··· EXCERPTED TEXT ···

Filming began on October 5, 1987, and wrapped on November 30, 1987, after 56 days of filming. When Shelton pitched Bull Durham, he had a hard time convincing a studio to give him the opportunity to direct. Baseball movies were not considered a viable commercial prospect at the time and every studio passed except for Orion Pictures who gave him a $9 million budget (with many cast members accepting lower-than-usual salaries because of the material), an eight-week shooting schedule, and creative freedom. Shelton scouted locations throughout the southern United States before settling on Durham in North Carolina because of its old ballpark and its location, "among abandoned tobacco warehouses and on the edge of an abandoned downtown and in the middle of a residential neighborhood where people could walk". According to NO BULL: The Real Story of the Rebirth of a Team and a City by Ron Morris, Shelton decided because the city was "run down with vacated tobacco warehouses and boarded up downtown storefronts" it made a "down-and-out, minor-league town that represented his story well." The Imperial Tobacco Warehouse, which is currently owned and has been renovated by Measurement Incorporated, was used as a filming location. The Queen Anne style James Manning House, built in 1880 in the North Durham-Duke Park District, was used for Annie Savoy's romantic encounters.

Shelton cast Costner because of the actor's natural athleticism. Costner was a former high school baseball player and was able to hit two home runs while the cameras were rolling and, according to Shelton, insisted "on throwing runners out even when they (the cameras) weren't rolling". He cast Robbins over the strong objections of the studio, who wanted Anthony Michael Hall instead. Shelton had to threaten to quit before the studio backed off.

Producer Thom Mount (who is part-owner of the real Durham Bulls) hired Pete Bock, a former semi-pro baseball player, as a consultant on the film. Bock recruited more than a dozen minor-league players, ran a tryout camp to recruit an additional 40 to 50 players from lesser ranks, hired several minor-league umpires, and conducted two-a-day workouts and practice games with Tim Robbins pitching and Kevin Costner catching. Bock made sure the actors looked and acted like ballplayers and that the real players acted convincingly in front of the cameras. He said, "The director would say, 'This is the shot we want. What we need is the left fielder throwing a one-hopper to the plate. Then we need a good collision at the plate.' I would select the players I know could do the job, and then we would go out and get it done."

··· SOURCE EXCERPT ···

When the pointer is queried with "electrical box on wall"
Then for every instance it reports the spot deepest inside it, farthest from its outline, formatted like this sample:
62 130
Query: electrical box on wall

···

SHORT EXERCISE A: List every task the Bull Durham excerpt says Pete Bock carried out as a consultant on the film, up to and including the two-a-day workouts.
SHORT EXERCISE B: Using the Bull Durham excerpt, explain in one to three sentences why Shelton settled on Durham, North Carolina, as the place to film.

EXERCISE OUTPUT A:
- Recruited more than a dozen minor-league players
- Ran a tryout camp to recruit an additional 40 to 50 players from lesser ranks
- Hired several minor-league umpires
- Conducted two-a-day workouts and practice games, with Tim Robbins pitching and Kevin Costner catching

EXERCISE OUTPUT B: Shelton chose Durham for its old ballpark and its location among abandoned tobacco warehouses, on the edge of an abandoned downtown, and in a residential neighborhood where people could walk. According to Ron Morris, the city was run down, with vacated tobacco warehouses and boarded-up downtown storefronts, which made it a "down-and-out, minor-league town that represented his story well."